YOUR OBJECTIVE —
Print out all of the data below, keeping it identical to the original.

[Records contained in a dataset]
════════════════
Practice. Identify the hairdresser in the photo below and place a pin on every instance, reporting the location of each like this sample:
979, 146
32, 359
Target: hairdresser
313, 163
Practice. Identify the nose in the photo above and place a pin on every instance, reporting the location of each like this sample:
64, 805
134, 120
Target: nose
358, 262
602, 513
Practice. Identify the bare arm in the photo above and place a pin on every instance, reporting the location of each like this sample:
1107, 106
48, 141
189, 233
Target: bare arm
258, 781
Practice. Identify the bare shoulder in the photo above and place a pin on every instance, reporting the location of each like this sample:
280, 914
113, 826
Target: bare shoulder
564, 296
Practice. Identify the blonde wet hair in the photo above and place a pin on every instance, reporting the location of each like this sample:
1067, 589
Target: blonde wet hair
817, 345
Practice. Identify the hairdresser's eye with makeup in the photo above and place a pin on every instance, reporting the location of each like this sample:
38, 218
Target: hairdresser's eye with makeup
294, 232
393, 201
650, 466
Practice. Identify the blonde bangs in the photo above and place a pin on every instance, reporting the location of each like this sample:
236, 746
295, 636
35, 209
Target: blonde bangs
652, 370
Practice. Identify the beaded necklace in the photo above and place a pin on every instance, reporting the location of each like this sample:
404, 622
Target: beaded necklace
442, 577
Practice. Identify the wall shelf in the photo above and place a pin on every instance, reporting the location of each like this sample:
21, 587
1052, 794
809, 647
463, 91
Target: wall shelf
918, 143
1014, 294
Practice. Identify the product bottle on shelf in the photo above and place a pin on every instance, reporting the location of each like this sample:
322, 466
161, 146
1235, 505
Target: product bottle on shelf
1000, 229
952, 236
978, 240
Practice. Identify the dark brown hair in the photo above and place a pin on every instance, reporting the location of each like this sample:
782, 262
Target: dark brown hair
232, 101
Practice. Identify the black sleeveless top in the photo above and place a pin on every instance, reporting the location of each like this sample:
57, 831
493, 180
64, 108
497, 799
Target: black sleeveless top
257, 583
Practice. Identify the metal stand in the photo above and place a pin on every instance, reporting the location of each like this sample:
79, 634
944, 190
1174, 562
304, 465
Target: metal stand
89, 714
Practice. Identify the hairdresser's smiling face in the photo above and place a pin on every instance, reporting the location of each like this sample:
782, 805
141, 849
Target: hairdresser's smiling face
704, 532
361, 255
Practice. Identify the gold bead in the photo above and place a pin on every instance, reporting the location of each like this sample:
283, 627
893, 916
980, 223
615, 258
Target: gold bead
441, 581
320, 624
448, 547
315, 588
════════════════
RESPONSE AREA —
Practice. Identify the hairdresser in the photo below and place a pin on every instance, reporting the location of each like this sample:
979, 146
32, 359
Target: hairdresser
313, 163
Practice. Identify the nose in the photo above and place a pin on every instance, reporting the location of each like this sample:
64, 805
134, 120
Target: nose
358, 262
602, 513
Practice. Identify the bare arm in the photo above and place a pin on every instance, reporting the location of each like this sample:
1107, 106
48, 141
189, 233
Target: bare arm
258, 781
Practice. Identify the bare shoulder in the photo above and place a pin on every instance, reporting the location of each like this sample:
280, 914
113, 826
Target: bare shoulder
564, 296
Practice. Identify the blonde wet hair in the photo above and place a pin on every instance, reporting the location of each like this sample:
1067, 589
Target: blonde wet hair
817, 345
Practice. Identify the hairdresser's eye with makeup in the photo above and place a pin on every instance, reporting the location of each like this sample:
38, 218
Target: hairdresser's eye with makeup
294, 232
393, 201
650, 466
Practice. Identify the blonde bangs in the photo above and place a pin on every instance, reporting the location of each like this sample:
236, 746
295, 636
35, 209
Target: blonde bangs
652, 370
Practice. Identify the beaded necklace in the photo above and place a pin on every instance, reporting the location of each like this sample:
404, 622
Target: beaded necklace
442, 577
Practice. Identify the wall shelf in the photo above and place a pin on every instance, reporting the location of each like this sample:
21, 587
1052, 794
809, 647
463, 91
Target: wall shelf
918, 143
1014, 294
Practice. Identify the product bottle on shelf in the photo above and place a pin on every instance, reporting the location of each like this sample:
322, 466
161, 146
1235, 505
Target: product bottle on shelf
1000, 229
952, 236
978, 240
Practice. Identify the dark brown hair in the photo above and place a pin on every instance, reporting the location of each like this sample:
782, 262
Target: dark brown hair
232, 101
Practice. Identify the black sleeveless top in the photo above and place a pin on every instance, reporting the location of each like this sample:
57, 831
493, 180
64, 108
497, 799
Target: black sleeveless top
257, 583
Practice. Identify the metal stand in the photo above and place a pin on every instance, reporting the location of each like this sample:
79, 634
944, 190
1174, 562
304, 465
Target: metal stand
89, 714
Practice. Identify the hairdresser's smiling face in the photo above and place a pin on every instance, reporting the location of each like this sample:
782, 805
141, 849
Target: hairdresser's smiling face
704, 532
361, 255
Practice. Identify the gold bead in the photo above and place a pin on every instance, reporting the location of each like this sample:
283, 627
893, 916
980, 223
615, 258
Target: gold bead
441, 581
320, 624
448, 547
315, 588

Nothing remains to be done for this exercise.